# GROUP 5 MEMBERS - ICS 4A

136291 Shubh Patel

135736 Sheikh Ali

137223 Prachi Patel

135251 Evans Okania

136730 Kevin Kipkoech

116827 Kweyu Nicolas Anelka

136663 Sean Kimutai

134786 Ryan Lagat


# LL1 PARSER IMPLEMENTATION

## NOTE
The parser only works with grammar that does not have left recursion

----------------------------------------------------------------------------------------------------------------------------------------------------------------

In the below code, we have a function called calculate_first that is used to compute the first() set of non-terminal symbols in a given grammar. The first() set represents the set of terminal symbols that can appear as the first symbol of a derivation from a non-terminal symbol.

The code is structured as a function called calculate_first that takes in several parameters:

rule: The current rule for which we want to compute the first() set.

terminal_symbols: The set of terminal symbols in the grammar.

production_rules: A dictionary that contains the production rules for each non-terminal symbol.

first_sets: A dictionary that stores the computed first() sets for each non-terminal symbol.

The function uses recursion to compute the first() set for a given rule. It checks the first symbol of the rule and performs different actions based on its type (terminal, epsilon, or non-terminal).

In [103]:
#function to compute first() of the non-terminal symbols
def calculate_first(rule, terminal_symbols, production_rules, first_sets):
    # Check if the first symbol of the rule is a terminal
    if len(rule) != 0 and rule[0] in terminal_symbols:
        return rule[0]

    # Check if the first symbol is an epsilon (empty)
    elif len(rule) != 0 and rule[0] == '#':
        return '#'

    # Check if the first symbol is a non-terminal
    elif len(rule) != 0 and rule[0] in production_rules:
        first_result = []
        rhs_rules = production_rules[rule[0]]

        # Calculate the first() set for all alternatives in the rule
        for sub_rule in rhs_rules:
            individual_result = calculate_first(sub_rule, terminal_symbols, production_rules, first_sets)
            if isinstance(individual_result, list):
                first_result.extend(individual_result)

Rows from a pointing dataset:
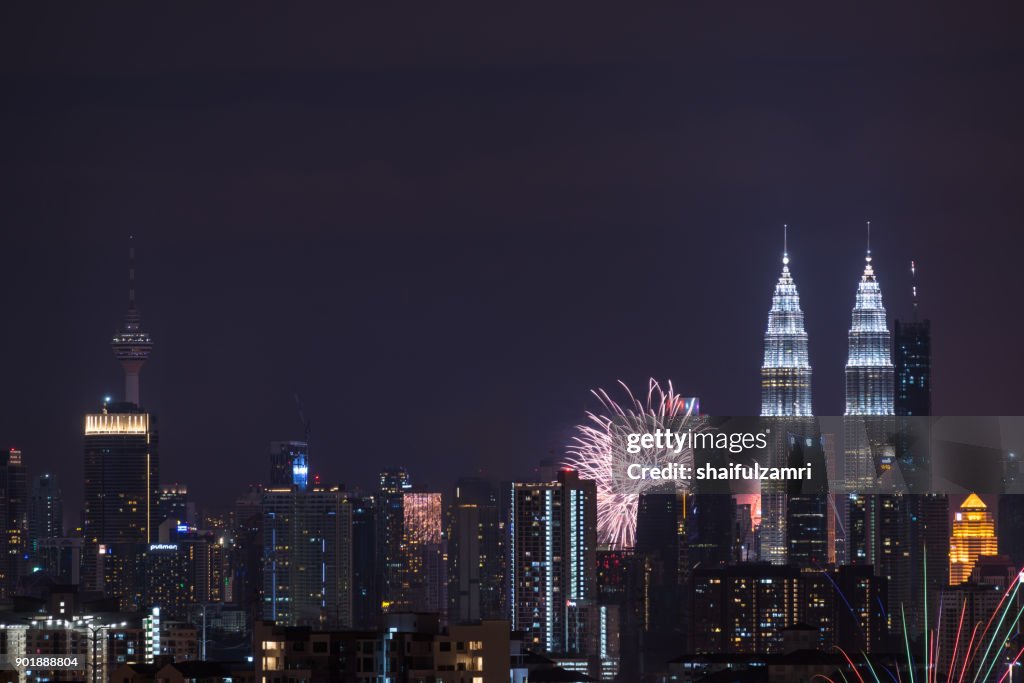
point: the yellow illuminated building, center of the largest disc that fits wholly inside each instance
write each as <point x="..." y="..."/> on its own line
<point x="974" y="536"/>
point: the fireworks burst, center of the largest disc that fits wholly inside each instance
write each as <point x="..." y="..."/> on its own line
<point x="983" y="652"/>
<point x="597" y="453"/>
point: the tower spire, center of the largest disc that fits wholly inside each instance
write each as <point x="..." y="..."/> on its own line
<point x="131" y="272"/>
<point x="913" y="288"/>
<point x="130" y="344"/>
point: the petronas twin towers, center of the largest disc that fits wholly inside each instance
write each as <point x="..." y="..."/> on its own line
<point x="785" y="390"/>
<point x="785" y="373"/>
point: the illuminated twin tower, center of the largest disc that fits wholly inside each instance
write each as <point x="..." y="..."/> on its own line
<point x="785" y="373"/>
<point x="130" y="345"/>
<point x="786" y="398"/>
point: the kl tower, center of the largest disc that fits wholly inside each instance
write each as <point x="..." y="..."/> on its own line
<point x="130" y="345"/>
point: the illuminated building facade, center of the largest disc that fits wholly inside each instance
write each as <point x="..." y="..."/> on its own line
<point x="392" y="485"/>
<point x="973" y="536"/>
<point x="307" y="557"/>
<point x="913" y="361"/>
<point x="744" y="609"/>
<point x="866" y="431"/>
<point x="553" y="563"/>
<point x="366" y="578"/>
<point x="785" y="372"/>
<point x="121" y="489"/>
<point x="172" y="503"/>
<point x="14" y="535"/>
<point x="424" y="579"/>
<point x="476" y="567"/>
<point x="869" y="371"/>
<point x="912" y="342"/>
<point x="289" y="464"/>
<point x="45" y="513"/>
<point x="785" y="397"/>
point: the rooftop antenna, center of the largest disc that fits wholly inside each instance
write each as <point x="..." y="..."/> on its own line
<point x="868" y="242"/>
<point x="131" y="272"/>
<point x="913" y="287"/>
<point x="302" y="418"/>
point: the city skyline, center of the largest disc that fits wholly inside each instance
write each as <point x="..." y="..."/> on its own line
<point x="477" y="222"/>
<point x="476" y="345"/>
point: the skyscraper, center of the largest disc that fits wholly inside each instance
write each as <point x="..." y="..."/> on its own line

§ Problems to work on:
a) Answer these from the LL1 parser write-up, one line each:
(i) What kind of grammar does the parser fail to handle?
(ii) Which character does the code check for to detect epsilon?
(iii) What does the production_rules parameter hold?
b) Pull out every line of the listing that contains the string "twin", matching case exactly.
This listing has no connection to the LL1 parser write-up.

§ Task-by-task results:
a)
(i) Grammar that has left recursion.
(ii) '#'
(iii) A dictionary of the production rules for each non-terminal symbol.

b)
point: the petronas twin towers, center of the largest disc that fits wholly inside each instance
point: the illuminated twin tower, center of the largest disc that fits wholly inside each instance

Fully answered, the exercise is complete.